**Your objective**
Where the records below show the word "black" in a line, please copy that line.

Stored data
....................

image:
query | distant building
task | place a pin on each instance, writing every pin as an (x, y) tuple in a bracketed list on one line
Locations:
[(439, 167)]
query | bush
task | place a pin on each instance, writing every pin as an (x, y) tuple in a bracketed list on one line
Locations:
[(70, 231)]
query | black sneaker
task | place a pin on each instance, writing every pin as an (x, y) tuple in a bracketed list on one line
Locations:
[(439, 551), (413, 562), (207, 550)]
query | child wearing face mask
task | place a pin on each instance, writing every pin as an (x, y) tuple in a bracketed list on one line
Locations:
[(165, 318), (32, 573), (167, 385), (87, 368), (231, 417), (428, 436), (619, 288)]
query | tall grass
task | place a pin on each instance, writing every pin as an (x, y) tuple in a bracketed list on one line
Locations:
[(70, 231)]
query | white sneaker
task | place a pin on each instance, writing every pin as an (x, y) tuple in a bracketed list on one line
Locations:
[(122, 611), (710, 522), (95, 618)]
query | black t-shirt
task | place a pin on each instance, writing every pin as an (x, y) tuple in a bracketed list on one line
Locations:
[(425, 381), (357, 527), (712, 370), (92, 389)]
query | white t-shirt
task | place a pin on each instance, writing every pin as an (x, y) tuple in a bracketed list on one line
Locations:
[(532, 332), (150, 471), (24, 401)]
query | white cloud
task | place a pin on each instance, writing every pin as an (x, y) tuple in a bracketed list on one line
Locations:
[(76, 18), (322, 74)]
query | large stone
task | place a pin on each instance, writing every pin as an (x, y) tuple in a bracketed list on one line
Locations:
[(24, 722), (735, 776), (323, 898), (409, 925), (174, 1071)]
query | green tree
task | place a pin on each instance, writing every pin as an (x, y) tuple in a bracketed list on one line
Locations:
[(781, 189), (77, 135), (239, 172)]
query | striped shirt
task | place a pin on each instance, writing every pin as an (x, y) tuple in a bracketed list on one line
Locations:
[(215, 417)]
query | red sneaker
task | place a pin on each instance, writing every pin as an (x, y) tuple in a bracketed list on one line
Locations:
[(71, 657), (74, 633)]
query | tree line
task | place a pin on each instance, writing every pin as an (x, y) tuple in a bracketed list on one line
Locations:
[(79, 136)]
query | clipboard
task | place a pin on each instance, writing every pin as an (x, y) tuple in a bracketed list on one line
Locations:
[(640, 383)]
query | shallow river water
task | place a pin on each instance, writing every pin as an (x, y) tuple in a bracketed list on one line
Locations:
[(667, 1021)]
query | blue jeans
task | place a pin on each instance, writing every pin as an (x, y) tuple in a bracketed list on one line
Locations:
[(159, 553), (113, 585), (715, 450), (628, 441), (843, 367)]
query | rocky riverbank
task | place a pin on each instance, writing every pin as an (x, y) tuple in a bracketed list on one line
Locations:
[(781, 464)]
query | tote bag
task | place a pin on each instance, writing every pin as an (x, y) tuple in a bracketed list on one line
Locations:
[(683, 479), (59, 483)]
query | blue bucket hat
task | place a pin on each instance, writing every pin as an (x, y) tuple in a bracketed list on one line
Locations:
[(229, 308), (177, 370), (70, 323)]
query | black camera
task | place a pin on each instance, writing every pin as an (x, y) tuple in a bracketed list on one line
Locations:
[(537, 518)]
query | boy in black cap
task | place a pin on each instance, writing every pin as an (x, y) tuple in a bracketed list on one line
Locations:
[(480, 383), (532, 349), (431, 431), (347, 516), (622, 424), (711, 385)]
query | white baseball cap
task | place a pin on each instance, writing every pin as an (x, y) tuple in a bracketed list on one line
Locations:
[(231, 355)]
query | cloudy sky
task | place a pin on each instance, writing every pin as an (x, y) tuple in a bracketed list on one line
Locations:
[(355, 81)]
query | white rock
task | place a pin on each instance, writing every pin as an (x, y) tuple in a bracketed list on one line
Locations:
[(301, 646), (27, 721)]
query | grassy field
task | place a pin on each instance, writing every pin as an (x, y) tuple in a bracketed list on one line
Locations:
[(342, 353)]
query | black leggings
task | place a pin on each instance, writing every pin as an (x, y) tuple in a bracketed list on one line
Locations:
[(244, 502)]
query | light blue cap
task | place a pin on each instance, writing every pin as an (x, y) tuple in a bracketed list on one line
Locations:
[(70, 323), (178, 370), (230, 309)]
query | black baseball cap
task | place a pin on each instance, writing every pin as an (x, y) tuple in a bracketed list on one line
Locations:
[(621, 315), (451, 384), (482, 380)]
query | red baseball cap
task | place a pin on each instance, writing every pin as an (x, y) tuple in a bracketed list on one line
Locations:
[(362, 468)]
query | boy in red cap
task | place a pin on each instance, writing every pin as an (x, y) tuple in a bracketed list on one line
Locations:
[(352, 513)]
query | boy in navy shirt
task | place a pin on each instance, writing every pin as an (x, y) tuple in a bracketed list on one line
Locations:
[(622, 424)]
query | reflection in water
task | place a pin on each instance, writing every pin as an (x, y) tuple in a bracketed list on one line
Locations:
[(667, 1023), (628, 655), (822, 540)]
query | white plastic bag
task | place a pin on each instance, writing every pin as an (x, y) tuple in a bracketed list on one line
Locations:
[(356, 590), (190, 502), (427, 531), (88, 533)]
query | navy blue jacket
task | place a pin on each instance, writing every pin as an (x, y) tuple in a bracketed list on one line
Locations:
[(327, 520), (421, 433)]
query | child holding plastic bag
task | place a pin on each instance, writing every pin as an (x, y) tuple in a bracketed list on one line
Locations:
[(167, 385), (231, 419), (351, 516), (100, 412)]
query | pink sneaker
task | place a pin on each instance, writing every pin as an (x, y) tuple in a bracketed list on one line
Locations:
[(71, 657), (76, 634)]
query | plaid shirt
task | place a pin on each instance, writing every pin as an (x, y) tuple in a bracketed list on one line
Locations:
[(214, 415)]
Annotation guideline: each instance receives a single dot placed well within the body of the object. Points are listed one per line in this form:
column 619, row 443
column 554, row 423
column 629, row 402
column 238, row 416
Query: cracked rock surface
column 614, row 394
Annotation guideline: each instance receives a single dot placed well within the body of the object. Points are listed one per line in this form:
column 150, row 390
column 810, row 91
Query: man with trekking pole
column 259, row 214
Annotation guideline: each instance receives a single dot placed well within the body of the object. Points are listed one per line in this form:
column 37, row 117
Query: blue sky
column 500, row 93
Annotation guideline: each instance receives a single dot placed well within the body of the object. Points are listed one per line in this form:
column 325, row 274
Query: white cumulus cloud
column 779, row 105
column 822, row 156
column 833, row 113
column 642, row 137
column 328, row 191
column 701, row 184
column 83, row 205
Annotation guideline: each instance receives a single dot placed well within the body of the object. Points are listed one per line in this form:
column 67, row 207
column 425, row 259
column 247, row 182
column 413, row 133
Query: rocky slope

....................

**Exercise output**
query | black sneaker
query | black t-shirt
query | black camera
query | boy in black cap
query | black leggings
query | black baseball cap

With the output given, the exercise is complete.